[Records excerpted from a collection]
----
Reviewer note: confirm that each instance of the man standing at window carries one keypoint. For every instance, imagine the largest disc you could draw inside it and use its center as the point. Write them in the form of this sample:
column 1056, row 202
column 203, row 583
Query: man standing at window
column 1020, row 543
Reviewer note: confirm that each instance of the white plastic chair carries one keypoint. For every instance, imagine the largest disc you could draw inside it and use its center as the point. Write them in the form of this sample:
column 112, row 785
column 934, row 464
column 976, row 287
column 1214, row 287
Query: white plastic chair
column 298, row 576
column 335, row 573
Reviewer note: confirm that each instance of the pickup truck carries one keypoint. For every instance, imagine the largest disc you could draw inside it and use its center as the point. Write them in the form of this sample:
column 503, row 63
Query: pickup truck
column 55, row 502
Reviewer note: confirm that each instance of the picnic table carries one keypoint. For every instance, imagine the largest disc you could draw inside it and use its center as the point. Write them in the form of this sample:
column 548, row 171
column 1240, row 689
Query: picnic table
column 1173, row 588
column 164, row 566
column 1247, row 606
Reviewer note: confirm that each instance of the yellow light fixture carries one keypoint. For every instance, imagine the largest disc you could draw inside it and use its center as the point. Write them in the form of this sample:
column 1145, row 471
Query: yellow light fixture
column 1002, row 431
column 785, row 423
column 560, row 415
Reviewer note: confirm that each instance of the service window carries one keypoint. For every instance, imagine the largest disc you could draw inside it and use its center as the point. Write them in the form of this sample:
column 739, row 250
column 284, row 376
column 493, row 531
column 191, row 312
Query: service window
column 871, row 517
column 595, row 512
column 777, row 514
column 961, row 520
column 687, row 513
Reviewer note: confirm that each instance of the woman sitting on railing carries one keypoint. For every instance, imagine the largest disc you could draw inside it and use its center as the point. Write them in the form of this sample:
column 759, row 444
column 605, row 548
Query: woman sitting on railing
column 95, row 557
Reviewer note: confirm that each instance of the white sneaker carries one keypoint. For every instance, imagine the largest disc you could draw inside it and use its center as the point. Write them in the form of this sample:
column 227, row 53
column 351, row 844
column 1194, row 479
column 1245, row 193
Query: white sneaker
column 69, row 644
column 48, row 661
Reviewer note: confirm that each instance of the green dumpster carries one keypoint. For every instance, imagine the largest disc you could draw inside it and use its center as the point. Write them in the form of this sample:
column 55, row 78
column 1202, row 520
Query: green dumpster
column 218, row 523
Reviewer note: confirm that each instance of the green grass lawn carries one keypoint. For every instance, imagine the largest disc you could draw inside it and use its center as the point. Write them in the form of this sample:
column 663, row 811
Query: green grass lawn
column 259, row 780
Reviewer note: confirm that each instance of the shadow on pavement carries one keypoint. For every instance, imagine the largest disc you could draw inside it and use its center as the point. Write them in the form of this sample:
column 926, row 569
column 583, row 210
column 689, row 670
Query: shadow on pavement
----
Your instructions => Write out all the records again, changing every "Reviewer note" to "Annotator note" and keeping everything else the same.

Output below =>
Annotator note: confirm that each instance of the man standing at window carries one keypoint. For every instance, imagine the largest disc you could draw inside it and use its center as the point. Write them in the form of this sample:
column 1056, row 202
column 203, row 583
Query: man standing at window
column 1020, row 543
Annotator note: confirm that each instance of the white plastic chair carries one keypoint. For every instance, imagine the largest disc you could draw inside it and use its center as the point. Write them in the form of this sample:
column 112, row 785
column 934, row 464
column 976, row 287
column 1214, row 287
Query: white plastic chair
column 298, row 576
column 335, row 573
Annotator note: confirm that each instance of the pickup truck carries one keypoint. For every instance, imagine the largest disc you could draw inside it and use its center as the point. Write them in the form of this sample:
column 503, row 63
Query: pickup truck
column 55, row 502
Annotator note: confirm that each instance of the picnic table carries one keypoint. For every instance, imagine the largest disc you could draw inside it and use its center as the point. Write them in the form of this sample:
column 548, row 171
column 1240, row 689
Query: picnic table
column 1173, row 588
column 164, row 566
column 1247, row 606
Annotator note: confirm that each instance of the yellow light fixture carries one keypoint. For every instance, imagine the largest disc you could draw inside it and use its center as the point. Write them in the form of this sample:
column 1145, row 471
Query: yellow light fixture
column 1002, row 431
column 785, row 423
column 560, row 415
Annotator note: confirm that each instance of the service window carries one keypoint. For every instance, imagine the largest disc you could draw inside it and use its center as the point. Write them in the form of this sample:
column 739, row 250
column 284, row 376
column 493, row 531
column 191, row 312
Query: service window
column 871, row 517
column 595, row 512
column 777, row 514
column 961, row 520
column 687, row 513
Annotator note: confirm that each instance of the woman sitting on railing carries one keypoint. For every instance, imagine the largest disc you could draw inside it and use its center as the point. Write them in the form of this sample:
column 759, row 444
column 605, row 548
Query: woman sitting on railing
column 95, row 557
Annotator note: confirm that each instance of the white sneaker carries one keypoint. For every instance, imagine the largest disc you could draw inside it and use its center as the point. Write them in the form of this sample:
column 227, row 53
column 351, row 844
column 1194, row 479
column 1245, row 193
Query: white sneaker
column 69, row 644
column 48, row 661
Annotator note: confirm that each instance of the green dumpster carries one keypoint. For every instance, imagine the largest disc you could draw inside it and use its center as the point. Write them in the form of this sample:
column 55, row 78
column 1202, row 520
Query: green dumpster
column 218, row 523
Annotator note: confirm that each instance of the green grass lawn carries one keypoint. For every instance, imagine the largest disc you could draw inside it and use its center as the point. Write them in the form of this sample:
column 663, row 811
Query: green grass lawn
column 259, row 780
Annotator note: confirm that each instance of the shadow on pavement carries one keypoint. For every instance, imagine the largest disc you could draw inside it and use its center as the point. Write them in the form of this sample:
column 926, row 569
column 583, row 210
column 689, row 670
Query: shadow on pavement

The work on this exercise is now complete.